[SHORT EXERCISE] Count the lines in the records below that contain the string "under", and reply with the number alone.
>> begin TASK DATA
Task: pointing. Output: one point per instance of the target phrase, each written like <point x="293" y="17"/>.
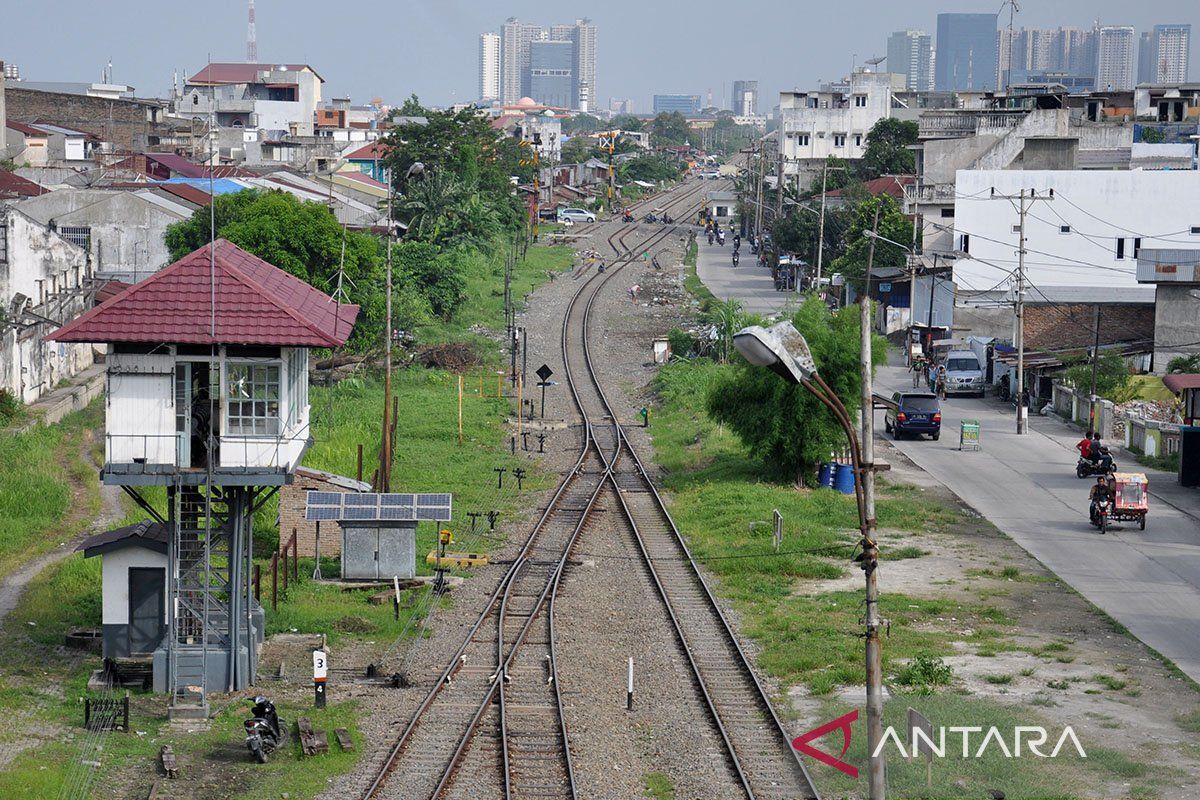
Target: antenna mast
<point x="251" y="37"/>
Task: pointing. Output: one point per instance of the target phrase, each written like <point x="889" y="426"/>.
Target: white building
<point x="821" y="124"/>
<point x="1117" y="58"/>
<point x="1173" y="49"/>
<point x="275" y="98"/>
<point x="911" y="54"/>
<point x="489" y="67"/>
<point x="1089" y="235"/>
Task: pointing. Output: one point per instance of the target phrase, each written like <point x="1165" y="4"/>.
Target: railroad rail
<point x="473" y="691"/>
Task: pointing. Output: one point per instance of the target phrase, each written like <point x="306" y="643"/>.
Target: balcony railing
<point x="964" y="122"/>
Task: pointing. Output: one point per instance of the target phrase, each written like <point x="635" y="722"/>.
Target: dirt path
<point x="12" y="587"/>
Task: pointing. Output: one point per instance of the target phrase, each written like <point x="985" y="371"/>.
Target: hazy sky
<point x="390" y="49"/>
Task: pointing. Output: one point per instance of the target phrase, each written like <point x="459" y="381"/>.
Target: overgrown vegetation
<point x="783" y="423"/>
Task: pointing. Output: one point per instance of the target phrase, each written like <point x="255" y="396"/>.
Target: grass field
<point x="48" y="493"/>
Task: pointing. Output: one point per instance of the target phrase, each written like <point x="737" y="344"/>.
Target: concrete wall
<point x="115" y="571"/>
<point x="1101" y="209"/>
<point x="127" y="232"/>
<point x="127" y="124"/>
<point x="1176" y="323"/>
<point x="54" y="275"/>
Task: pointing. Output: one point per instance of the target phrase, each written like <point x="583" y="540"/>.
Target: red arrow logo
<point x="843" y="723"/>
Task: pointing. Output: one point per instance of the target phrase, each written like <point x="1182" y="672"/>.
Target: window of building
<point x="78" y="235"/>
<point x="253" y="395"/>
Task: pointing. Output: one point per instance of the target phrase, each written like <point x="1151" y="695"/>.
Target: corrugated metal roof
<point x="256" y="304"/>
<point x="228" y="72"/>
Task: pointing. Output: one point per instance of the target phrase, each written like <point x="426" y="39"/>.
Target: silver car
<point x="964" y="373"/>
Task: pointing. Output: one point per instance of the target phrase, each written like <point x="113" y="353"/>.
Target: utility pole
<point x="870" y="558"/>
<point x="1024" y="198"/>
<point x="1096" y="362"/>
<point x="385" y="443"/>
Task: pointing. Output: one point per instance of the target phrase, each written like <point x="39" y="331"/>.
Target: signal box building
<point x="208" y="396"/>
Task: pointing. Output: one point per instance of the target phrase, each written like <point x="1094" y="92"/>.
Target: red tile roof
<point x="369" y="152"/>
<point x="891" y="185"/>
<point x="256" y="304"/>
<point x="219" y="73"/>
<point x="13" y="186"/>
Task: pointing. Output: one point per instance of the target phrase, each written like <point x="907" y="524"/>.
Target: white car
<point x="576" y="215"/>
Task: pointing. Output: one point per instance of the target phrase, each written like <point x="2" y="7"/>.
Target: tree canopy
<point x="783" y="425"/>
<point x="888" y="149"/>
<point x="893" y="224"/>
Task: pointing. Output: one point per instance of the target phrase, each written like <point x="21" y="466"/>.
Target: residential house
<point x="123" y="229"/>
<point x="45" y="280"/>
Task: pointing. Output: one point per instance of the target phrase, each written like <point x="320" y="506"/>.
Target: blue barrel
<point x="844" y="479"/>
<point x="825" y="476"/>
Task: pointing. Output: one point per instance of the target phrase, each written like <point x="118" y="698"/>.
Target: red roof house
<point x="234" y="299"/>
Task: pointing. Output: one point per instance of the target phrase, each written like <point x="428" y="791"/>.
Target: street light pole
<point x="784" y="350"/>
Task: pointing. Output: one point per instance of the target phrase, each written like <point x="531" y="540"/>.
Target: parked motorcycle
<point x="263" y="731"/>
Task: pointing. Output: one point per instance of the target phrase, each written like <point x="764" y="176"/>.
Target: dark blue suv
<point x="913" y="413"/>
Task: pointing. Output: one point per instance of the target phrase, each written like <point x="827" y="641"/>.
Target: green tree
<point x="893" y="224"/>
<point x="412" y="107"/>
<point x="781" y="423"/>
<point x="888" y="150"/>
<point x="1114" y="380"/>
<point x="300" y="238"/>
<point x="669" y="128"/>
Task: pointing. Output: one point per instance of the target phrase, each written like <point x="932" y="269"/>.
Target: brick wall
<point x="125" y="122"/>
<point x="1051" y="328"/>
<point x="292" y="516"/>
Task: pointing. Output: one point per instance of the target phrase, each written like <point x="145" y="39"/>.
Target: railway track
<point x="493" y="685"/>
<point x="493" y="725"/>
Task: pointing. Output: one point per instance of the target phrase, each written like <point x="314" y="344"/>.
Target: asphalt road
<point x="747" y="282"/>
<point x="1026" y="486"/>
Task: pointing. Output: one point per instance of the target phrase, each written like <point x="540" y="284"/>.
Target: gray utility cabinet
<point x="375" y="549"/>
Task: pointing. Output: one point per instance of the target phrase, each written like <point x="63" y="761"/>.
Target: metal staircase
<point x="199" y="569"/>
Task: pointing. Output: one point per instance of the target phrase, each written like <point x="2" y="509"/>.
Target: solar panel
<point x="367" y="506"/>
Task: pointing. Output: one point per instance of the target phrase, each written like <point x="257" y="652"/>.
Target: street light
<point x="784" y="350"/>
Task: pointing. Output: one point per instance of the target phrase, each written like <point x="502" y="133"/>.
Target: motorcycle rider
<point x="1099" y="495"/>
<point x="1085" y="446"/>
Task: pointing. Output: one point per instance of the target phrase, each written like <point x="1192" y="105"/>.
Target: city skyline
<point x="634" y="61"/>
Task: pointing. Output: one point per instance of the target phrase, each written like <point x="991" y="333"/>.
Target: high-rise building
<point x="516" y="74"/>
<point x="515" y="41"/>
<point x="1173" y="46"/>
<point x="911" y="54"/>
<point x="1146" y="56"/>
<point x="683" y="103"/>
<point x="966" y="53"/>
<point x="552" y="73"/>
<point x="1115" y="58"/>
<point x="744" y="97"/>
<point x="489" y="67"/>
<point x="1039" y="54"/>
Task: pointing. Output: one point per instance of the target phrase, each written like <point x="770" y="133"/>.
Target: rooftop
<point x="237" y="299"/>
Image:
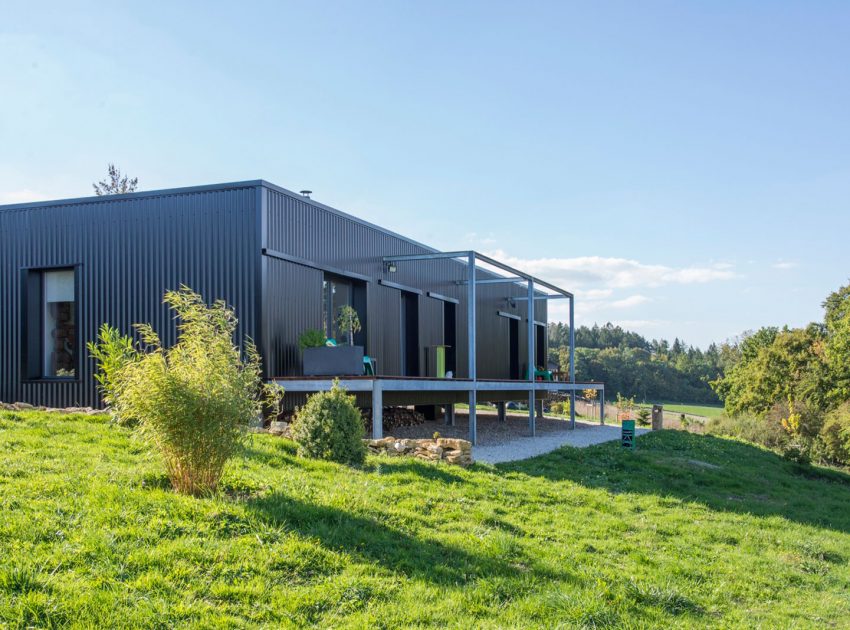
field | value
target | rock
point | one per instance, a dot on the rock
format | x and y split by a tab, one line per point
459	460
436	450
278	428
456	444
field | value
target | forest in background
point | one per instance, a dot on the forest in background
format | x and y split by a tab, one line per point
650	370
786	388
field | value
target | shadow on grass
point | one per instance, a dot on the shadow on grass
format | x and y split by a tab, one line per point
369	539
722	474
402	465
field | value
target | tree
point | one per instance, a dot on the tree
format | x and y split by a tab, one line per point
837	346
115	184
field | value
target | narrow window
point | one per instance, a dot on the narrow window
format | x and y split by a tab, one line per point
52	339
336	293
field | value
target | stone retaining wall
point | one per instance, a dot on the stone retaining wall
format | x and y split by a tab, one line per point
28	407
449	450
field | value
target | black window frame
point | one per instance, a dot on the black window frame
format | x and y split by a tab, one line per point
32	325
357	299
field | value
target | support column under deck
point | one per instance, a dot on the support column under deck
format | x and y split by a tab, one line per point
531	366
602	407
377	410
449	415
473	420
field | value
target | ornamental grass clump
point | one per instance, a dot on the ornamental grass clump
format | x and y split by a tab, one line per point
194	399
329	426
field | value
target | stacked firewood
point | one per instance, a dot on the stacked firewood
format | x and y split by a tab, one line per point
394	417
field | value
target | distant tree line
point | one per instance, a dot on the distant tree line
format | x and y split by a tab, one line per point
633	366
789	388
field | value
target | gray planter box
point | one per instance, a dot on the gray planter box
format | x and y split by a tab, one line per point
338	361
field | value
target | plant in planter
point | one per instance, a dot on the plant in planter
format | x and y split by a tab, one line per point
320	359
312	338
349	321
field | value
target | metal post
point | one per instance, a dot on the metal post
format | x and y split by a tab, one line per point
471	325
531	366
377	410
572	362
473	416
601	406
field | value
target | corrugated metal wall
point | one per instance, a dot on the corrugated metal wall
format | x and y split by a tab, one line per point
129	250
305	229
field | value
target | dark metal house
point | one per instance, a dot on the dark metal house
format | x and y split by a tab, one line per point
285	263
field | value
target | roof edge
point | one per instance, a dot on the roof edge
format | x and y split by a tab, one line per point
254	183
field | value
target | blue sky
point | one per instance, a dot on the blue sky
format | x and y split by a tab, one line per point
684	167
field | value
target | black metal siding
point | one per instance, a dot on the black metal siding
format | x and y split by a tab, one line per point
301	228
129	249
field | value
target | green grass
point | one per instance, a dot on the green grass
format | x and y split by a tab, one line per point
709	411
688	531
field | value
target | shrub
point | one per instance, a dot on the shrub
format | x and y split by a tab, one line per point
311	338
329	426
113	352
193	399
835	436
765	431
561	407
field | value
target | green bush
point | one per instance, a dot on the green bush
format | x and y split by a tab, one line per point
329	426
194	399
835	436
113	352
311	338
765	431
561	407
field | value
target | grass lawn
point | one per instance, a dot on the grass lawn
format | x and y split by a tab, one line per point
688	531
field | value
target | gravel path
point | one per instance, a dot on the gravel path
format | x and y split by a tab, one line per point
585	434
509	441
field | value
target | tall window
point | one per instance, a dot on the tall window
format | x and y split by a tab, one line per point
337	292
52	341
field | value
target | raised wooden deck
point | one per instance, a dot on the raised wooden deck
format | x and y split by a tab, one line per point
404	390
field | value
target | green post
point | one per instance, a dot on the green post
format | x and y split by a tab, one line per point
441	361
628	434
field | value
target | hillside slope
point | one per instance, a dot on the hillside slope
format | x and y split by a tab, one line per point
689	531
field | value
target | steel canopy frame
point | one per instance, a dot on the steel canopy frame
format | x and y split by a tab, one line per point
472	257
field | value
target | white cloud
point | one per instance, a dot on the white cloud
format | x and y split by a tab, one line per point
20	196
480	240
785	264
615	273
628	302
640	324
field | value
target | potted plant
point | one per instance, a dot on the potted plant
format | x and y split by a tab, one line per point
348	320
323	357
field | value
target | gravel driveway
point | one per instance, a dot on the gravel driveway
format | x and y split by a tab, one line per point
509	441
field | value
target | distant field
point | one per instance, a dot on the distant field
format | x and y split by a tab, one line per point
>> end TASK DATA
[REPLY] 2